What this task involves -
Output the line that contains "Target: sunset glow on horizon" and every line after it to the end of the entries, with nothing added or left out.
# Start of Excerpted records
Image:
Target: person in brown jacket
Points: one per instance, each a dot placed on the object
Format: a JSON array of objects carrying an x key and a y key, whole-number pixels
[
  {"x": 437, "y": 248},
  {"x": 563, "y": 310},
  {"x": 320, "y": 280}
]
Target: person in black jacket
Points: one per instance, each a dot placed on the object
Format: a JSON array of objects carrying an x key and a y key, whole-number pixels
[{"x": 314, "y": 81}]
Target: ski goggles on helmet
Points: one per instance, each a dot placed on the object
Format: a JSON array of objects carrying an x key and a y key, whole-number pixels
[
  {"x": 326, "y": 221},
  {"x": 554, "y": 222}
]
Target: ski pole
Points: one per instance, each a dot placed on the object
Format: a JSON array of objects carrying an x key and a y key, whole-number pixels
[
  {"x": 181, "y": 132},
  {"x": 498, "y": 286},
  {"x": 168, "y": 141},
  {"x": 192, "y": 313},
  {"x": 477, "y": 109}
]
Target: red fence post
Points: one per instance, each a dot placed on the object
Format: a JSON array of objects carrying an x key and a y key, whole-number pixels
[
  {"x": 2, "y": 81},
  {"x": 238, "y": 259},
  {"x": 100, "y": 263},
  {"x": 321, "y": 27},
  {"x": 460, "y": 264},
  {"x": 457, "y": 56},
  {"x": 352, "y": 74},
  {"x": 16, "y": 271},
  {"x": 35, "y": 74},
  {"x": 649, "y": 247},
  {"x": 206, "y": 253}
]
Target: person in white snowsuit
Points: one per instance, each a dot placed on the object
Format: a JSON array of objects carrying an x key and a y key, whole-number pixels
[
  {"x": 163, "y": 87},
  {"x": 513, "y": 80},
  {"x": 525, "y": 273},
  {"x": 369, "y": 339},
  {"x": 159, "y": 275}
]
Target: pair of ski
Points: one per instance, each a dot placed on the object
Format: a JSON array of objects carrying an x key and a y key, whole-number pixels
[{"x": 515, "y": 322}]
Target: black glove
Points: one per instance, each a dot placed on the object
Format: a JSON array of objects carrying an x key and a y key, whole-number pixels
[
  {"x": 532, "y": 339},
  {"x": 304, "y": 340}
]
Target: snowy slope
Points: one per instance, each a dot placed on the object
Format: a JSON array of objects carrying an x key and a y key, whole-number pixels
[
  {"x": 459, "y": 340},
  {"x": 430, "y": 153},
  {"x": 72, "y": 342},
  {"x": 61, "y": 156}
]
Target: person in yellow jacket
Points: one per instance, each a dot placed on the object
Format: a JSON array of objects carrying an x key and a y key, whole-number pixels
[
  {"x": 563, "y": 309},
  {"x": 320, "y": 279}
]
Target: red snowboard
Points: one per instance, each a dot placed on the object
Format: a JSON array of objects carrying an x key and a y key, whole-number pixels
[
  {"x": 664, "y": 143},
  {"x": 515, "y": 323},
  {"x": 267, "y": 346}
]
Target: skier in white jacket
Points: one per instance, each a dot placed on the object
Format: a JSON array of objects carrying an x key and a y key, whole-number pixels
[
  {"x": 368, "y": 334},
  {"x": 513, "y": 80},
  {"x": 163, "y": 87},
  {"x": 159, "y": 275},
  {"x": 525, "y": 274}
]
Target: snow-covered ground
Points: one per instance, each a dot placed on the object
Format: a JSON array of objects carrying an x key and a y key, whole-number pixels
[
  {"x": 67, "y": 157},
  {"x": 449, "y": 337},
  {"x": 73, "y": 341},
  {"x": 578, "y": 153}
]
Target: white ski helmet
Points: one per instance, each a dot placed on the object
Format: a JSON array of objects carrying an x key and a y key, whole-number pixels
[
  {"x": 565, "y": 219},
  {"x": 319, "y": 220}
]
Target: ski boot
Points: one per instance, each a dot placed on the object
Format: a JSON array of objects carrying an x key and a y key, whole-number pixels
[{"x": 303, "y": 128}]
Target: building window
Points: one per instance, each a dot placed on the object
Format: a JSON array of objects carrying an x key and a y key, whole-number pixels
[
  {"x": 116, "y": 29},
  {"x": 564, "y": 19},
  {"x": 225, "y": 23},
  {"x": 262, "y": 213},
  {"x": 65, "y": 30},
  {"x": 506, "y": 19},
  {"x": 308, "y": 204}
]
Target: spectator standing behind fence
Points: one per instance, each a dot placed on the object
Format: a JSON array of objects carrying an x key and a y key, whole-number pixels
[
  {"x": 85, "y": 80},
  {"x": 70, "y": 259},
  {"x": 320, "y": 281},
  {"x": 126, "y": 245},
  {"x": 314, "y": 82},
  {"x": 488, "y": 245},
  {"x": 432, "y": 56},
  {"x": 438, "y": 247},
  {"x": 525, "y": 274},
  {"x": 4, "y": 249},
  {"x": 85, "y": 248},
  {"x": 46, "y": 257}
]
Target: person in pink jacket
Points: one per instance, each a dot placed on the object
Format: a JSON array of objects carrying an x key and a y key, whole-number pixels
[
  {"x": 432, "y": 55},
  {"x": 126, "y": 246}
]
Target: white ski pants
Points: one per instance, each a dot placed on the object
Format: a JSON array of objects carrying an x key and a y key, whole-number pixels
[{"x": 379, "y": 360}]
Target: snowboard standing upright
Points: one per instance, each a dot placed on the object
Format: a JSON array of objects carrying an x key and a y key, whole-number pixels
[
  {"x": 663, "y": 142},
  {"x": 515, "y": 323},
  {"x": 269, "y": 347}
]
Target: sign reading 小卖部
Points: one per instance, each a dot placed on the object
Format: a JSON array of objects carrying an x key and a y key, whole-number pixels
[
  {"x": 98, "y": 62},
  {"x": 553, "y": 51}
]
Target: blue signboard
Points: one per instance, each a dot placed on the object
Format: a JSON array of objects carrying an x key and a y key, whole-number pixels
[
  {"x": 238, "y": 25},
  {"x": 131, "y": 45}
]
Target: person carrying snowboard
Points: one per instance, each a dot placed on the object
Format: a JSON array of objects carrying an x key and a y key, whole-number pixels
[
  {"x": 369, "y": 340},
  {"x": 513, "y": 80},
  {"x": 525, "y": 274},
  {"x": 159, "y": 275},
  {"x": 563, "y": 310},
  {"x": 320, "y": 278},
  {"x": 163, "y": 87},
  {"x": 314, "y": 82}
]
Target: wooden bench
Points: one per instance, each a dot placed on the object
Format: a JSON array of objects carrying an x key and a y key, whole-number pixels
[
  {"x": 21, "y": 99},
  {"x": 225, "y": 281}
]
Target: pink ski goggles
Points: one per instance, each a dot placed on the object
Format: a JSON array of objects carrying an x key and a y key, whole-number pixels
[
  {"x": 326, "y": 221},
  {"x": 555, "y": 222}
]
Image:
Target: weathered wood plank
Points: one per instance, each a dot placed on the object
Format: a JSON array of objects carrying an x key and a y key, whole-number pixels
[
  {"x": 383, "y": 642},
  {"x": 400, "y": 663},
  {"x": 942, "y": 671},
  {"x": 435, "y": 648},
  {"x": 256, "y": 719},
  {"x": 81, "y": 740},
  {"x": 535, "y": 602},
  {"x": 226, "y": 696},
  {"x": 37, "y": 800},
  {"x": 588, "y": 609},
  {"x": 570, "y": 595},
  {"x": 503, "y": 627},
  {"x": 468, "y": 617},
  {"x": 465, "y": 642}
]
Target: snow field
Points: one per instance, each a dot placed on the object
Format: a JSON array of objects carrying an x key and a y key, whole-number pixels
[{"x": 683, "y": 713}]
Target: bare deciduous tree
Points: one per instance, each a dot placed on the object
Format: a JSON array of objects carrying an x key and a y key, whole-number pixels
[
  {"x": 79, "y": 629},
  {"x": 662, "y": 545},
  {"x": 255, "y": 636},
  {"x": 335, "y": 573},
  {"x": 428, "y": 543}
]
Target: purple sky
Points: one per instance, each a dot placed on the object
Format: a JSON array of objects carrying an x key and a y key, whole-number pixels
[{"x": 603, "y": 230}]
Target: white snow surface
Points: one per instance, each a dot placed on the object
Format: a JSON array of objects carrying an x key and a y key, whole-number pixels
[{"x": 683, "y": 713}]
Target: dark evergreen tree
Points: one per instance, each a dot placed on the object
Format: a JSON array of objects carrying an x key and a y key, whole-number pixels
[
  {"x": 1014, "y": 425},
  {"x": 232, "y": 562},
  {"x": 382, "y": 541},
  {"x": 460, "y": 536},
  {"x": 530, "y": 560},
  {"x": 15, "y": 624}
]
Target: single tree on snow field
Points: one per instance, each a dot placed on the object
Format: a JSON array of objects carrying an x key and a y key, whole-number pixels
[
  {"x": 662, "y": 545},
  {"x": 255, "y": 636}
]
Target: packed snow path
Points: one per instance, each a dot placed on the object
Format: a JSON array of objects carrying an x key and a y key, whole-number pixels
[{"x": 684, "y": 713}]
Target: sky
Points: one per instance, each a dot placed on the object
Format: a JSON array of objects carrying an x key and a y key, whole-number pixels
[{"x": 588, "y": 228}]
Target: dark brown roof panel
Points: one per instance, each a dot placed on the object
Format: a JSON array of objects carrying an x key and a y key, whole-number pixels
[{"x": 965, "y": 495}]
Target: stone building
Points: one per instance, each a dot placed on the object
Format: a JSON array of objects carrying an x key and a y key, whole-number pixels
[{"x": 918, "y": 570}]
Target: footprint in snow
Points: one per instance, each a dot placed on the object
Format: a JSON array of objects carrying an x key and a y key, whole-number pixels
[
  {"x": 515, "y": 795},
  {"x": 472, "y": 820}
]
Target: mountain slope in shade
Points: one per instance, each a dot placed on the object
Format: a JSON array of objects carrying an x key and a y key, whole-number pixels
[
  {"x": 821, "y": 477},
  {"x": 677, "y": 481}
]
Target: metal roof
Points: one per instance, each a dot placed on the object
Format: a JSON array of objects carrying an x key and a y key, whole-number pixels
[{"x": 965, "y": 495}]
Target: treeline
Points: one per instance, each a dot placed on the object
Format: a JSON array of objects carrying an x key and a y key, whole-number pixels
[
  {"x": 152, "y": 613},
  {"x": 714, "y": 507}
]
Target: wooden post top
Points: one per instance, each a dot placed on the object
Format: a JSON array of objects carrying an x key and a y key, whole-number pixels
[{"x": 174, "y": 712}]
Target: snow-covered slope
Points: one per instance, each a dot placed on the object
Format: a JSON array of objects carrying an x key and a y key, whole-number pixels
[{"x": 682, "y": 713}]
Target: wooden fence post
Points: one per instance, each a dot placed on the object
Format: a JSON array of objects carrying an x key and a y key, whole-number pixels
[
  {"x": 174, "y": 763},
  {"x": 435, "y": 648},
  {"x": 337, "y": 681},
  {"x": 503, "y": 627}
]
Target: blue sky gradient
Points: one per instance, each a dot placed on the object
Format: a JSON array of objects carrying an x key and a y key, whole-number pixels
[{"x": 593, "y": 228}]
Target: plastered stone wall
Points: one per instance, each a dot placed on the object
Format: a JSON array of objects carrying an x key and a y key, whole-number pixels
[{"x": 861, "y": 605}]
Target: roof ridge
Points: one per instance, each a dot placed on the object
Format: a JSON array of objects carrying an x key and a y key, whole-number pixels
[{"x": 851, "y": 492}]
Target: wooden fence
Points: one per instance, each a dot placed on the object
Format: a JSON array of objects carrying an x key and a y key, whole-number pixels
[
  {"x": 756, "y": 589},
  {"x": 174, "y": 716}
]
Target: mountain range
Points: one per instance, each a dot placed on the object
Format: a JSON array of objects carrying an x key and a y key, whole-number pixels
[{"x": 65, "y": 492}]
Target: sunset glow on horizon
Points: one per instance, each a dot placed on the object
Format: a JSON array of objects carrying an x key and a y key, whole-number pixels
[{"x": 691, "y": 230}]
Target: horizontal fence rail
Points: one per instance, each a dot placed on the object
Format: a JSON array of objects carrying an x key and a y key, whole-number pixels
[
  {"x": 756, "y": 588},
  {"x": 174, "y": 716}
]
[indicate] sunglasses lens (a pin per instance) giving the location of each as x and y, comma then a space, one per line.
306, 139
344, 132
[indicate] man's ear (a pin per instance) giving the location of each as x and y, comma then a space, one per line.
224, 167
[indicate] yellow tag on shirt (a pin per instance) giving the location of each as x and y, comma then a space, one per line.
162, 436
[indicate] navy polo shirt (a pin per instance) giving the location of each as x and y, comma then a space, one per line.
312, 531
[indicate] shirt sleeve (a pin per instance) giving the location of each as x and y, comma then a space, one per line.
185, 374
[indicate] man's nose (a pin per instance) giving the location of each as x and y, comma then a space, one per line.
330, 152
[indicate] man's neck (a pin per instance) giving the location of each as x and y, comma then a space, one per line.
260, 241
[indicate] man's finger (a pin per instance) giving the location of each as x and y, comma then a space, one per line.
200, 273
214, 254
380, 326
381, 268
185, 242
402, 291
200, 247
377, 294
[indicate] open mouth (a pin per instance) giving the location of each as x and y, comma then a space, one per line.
# End of Excerpted records
Task output -
Target: sunset glow on horizon
Points: one per instance, each a dot placed on the object
Format: a JSON array of objects carrying an x key and a y key, whole-number pixels
[{"x": 691, "y": 230}]
Target: horizontal fence rail
Points: one per instance, each a dot placed on the object
Format: a JSON array of objects carrying an x key and a y key, whole-number pixels
[
  {"x": 756, "y": 588},
  {"x": 174, "y": 716}
]
[indicate] sunglasses lens (a pin per instance) giving the location of each as x and y, comma then a space, one per line.
306, 139
344, 132
[indicate] man's ear (a pin per instance) giving the location of each as x and y, comma then a space, one per line.
224, 167
[indicate] yellow tag on shirt (a pin per instance) giving the location of each as x and y, comma then a space, one per line.
162, 436
[indicate] navy polo shirt (a pin per instance) giving the location of each as x and y, comma then a space, one per line.
312, 531
[indicate] shirt sleeve (a pin per instance) giving the location of each as x and y, comma then a space, one per line.
185, 374
[indicate] man's nose (a pin per instance) giving the location of each as x and y, comma then a space, one per line.
330, 152
[indicate] man's neck (a pin per instance) giving the location of each as x and y, comma then a space, one per line.
260, 241
[indicate] man's finger (a pin per instance) giving the location of each as x and y, comma then a space, one per line.
200, 273
214, 254
380, 326
381, 268
185, 242
402, 291
200, 247
377, 294
[indicate] open mouth (a pin per instance) giving the location of each as x and y, comma then a space, one per line.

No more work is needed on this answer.